- Source document
________________
As much as I loved Sonya, I did want her to succeed. I raise puppies to make guide dogs, I don't do it so that I get free pets. But every now and then you just meet that dog that you know is meant to be yours, and since the moment I laid eyes on her I knew that was how it was going to be with Sooks. That day, when I picked up that 12 week old black and silver bundle of fluff from our program manager, I remember telling her, "You won't be getting this one back." Jokingly of course, because I obviously didn't have a choice in the matter. It's been an emotional train wreck of a couple of days, but I know that this is what is going to be best for her and I'm thrilled to have her back in my life. Her name will officially be changed to "Sookie", since that is what she is to me anyway (I never called her Sonya).

Here are some photos of her, and you all know that once she gets back there will be oh-so-many more!


----------



## RileysMommy (Jul 18, 2011)

YAY for both of you!!!  I LOVED Sookie, btw!


----------



## Mikey'sMom (Feb 21, 2012)

I love that first head shot, she is beautiful!


----------



## PaddleAddict (Feb 9, 2010)

It is too bad that Sookie did not make it through training but I am so very happy for you. It was obviously meant to be and you will have your heart dog back home. Wow, reading this actually brought tears to my eyes.


----------



## petitpie (Nov 16, 2011)

Unbelieveable beginning to Sookie's new story! Congratulations!


----------



## LEUllman (Feb 1, 2010)

Sookie has a beautiful smile in many of those pix, and right now I bet you have an even bigger one! Two fabulous parti standards -- what a breathtaking pair they are going to make! (Sookie is a parti, isn't she? Or is she a very dramatically colored silver?)


----------



## willows-mum (May 19, 2012)

wow that made me cry! I got my poodle pup today!!! and I've been waiting for her for a long while, so I'm some what emotional! I'm so in love with her, couldn't give her up no way. I'm so happy for you that you get the dog who took your heart back! Congratulations :amen:


----------



## vtomblin (Jul 18, 2010)

That is so awesome! were you not considering getting another dog recently? Nice timely surprise. I'm sorry her training didn't work out but it will work for you. Also I totally agree with naming her Sookie. Not that I'm partial or anything


----------



## Sookster (Apr 11, 2011)
________________
- Tasks and exercises
1 > In the forum thread about Sookie, how old was the puppy when she was picked up from the program manager?
2 > Go on with the forum thread about Sookie from the point where it stops.

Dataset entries
________________
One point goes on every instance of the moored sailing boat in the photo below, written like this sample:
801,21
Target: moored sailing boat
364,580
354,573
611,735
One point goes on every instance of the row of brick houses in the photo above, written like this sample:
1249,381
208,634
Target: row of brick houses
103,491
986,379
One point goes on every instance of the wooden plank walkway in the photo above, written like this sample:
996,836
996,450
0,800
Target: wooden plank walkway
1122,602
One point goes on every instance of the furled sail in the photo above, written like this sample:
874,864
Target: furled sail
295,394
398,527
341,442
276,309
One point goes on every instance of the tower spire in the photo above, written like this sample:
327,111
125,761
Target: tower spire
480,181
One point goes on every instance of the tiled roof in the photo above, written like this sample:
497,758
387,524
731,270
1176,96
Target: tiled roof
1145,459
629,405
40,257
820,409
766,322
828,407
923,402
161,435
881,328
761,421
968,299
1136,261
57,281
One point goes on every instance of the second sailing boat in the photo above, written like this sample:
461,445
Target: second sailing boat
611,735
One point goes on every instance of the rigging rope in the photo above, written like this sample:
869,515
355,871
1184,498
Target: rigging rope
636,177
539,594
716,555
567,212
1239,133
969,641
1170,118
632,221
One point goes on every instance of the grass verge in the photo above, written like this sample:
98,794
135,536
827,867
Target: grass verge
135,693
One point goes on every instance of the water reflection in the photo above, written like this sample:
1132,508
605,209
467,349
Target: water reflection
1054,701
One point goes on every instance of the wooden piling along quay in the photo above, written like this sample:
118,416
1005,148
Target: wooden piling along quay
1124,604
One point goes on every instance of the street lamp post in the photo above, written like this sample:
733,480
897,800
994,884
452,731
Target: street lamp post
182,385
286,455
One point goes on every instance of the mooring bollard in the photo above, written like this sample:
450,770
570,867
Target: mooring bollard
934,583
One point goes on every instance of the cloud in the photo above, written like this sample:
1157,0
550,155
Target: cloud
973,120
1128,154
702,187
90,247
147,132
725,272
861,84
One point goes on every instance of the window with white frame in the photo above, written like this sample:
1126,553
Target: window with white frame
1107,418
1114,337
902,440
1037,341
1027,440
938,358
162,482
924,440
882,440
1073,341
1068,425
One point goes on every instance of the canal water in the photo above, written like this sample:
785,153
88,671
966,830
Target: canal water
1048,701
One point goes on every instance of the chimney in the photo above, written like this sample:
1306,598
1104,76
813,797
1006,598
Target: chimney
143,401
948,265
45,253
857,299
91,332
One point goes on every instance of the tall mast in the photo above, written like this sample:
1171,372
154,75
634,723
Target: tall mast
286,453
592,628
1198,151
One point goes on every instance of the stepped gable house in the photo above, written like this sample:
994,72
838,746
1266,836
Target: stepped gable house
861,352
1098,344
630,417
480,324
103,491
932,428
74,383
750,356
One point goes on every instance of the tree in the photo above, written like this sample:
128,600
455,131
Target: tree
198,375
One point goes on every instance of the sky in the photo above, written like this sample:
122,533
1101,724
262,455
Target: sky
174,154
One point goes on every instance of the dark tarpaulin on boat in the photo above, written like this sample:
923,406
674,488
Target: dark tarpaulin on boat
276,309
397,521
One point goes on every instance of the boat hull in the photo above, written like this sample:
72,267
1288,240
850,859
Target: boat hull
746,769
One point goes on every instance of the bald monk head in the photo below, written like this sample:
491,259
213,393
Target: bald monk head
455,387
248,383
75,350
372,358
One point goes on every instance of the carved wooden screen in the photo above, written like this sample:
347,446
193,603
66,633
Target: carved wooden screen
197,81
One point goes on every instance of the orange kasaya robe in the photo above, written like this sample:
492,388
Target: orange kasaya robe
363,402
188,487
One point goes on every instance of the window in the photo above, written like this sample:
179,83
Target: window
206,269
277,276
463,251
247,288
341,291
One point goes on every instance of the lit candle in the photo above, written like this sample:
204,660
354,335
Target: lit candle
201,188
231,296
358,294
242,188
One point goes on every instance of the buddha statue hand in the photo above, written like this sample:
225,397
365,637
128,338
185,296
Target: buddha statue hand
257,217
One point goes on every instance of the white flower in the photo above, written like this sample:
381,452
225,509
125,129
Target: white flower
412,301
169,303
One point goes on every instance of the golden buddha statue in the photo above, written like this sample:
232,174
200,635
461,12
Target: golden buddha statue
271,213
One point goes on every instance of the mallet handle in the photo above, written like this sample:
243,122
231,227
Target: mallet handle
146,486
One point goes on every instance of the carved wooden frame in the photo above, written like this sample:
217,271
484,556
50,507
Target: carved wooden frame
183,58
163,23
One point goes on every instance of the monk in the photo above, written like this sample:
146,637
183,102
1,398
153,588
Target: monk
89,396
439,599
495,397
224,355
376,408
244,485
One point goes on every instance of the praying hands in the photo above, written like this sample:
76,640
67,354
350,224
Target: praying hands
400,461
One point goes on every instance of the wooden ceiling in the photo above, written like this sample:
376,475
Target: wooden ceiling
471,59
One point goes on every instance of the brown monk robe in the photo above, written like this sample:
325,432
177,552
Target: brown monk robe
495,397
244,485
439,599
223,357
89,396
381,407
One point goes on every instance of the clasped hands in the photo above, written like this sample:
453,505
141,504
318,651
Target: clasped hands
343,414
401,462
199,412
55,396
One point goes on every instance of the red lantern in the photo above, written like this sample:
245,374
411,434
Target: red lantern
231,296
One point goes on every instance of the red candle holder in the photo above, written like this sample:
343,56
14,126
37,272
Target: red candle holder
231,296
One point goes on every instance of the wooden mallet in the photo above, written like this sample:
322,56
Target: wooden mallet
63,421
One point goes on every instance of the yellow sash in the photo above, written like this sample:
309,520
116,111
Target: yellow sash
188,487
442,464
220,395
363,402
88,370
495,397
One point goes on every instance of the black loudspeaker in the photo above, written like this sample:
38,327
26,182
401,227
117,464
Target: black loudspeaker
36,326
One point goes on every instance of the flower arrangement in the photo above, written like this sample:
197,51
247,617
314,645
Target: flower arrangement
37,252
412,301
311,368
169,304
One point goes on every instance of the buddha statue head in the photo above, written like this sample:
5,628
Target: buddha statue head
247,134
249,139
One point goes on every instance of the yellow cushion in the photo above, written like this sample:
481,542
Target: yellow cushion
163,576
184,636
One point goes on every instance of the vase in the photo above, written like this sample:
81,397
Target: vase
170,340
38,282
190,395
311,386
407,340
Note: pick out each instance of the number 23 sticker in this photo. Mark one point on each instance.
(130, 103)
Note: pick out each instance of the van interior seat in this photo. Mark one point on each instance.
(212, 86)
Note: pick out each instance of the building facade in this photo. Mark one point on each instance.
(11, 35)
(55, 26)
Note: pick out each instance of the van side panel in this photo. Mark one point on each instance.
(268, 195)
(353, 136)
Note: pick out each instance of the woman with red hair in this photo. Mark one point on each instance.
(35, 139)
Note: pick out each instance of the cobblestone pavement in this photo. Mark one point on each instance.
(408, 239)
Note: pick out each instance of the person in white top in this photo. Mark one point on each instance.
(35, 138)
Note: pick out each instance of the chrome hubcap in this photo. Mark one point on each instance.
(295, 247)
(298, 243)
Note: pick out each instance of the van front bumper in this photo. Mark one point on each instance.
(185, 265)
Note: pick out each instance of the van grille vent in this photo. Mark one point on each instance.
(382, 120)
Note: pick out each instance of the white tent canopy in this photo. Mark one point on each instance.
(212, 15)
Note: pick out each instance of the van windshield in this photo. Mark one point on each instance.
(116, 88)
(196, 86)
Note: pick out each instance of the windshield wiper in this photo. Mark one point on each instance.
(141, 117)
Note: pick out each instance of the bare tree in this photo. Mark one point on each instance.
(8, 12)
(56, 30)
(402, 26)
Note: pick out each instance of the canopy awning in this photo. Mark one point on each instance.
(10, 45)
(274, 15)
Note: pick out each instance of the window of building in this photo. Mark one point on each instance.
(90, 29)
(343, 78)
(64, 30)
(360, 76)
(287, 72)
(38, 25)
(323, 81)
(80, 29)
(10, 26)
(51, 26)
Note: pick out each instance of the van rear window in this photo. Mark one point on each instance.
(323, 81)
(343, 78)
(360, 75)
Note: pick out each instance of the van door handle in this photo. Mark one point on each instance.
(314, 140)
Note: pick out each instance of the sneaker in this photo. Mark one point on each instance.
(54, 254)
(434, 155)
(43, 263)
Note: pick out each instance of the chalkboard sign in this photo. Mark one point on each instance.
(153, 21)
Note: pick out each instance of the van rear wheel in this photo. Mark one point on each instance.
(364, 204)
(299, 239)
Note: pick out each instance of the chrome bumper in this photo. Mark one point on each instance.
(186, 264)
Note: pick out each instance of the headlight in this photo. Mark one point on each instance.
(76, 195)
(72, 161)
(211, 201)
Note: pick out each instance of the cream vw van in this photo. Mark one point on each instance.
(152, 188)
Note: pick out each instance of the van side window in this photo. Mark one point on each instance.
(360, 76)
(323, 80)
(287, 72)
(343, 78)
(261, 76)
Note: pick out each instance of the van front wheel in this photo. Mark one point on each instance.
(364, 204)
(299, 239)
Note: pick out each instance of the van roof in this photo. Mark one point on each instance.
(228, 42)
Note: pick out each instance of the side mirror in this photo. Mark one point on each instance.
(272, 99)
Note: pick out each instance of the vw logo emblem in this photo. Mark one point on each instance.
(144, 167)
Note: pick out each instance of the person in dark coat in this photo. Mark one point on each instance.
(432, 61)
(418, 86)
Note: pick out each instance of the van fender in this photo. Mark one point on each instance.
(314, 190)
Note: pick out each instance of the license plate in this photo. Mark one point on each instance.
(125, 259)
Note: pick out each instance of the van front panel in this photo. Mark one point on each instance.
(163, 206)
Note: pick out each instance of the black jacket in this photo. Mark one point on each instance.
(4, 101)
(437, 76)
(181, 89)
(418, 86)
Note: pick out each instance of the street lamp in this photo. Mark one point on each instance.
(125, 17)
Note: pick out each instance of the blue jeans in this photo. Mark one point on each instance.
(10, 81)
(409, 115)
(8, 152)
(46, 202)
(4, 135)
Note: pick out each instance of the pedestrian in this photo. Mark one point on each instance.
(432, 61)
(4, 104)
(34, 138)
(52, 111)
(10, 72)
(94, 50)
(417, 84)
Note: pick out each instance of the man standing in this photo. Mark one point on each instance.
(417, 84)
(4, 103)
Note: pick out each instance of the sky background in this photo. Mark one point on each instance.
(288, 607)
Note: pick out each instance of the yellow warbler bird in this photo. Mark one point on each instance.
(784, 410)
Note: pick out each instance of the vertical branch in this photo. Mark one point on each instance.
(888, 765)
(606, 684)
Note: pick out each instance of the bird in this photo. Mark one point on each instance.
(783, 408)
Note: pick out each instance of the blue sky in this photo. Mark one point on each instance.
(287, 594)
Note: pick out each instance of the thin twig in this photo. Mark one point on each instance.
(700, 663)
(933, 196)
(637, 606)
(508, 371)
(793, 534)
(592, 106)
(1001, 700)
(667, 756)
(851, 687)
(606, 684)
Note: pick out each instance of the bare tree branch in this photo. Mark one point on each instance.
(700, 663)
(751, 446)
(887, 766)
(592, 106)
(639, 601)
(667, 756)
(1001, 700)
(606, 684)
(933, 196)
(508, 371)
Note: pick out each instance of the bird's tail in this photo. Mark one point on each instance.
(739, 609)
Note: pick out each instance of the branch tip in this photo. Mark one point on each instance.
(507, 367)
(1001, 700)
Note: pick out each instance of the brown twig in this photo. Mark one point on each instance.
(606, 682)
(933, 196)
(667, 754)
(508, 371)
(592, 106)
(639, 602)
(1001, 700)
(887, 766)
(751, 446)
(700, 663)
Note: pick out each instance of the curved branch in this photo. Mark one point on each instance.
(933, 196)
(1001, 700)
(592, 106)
________________
- Responses by task
1 > 12 weeks old

2 >
Thanks everyone. She really is a beautiful girl, inside and out. I promise her face isn't lopsided lol. It looks to be in some of those photos. Here are a few more, simply because I can't resist. 

She is actually a silver, she's just still clearing in most of the photos that I have so she looks kinda like a phantom.


----------



## Siskojan (Mar 13, 2011)

Some things are just meant to be and I couldn't be happier for you and Sookie and Nova.


----------



## Sookster (Apr 11, 2011)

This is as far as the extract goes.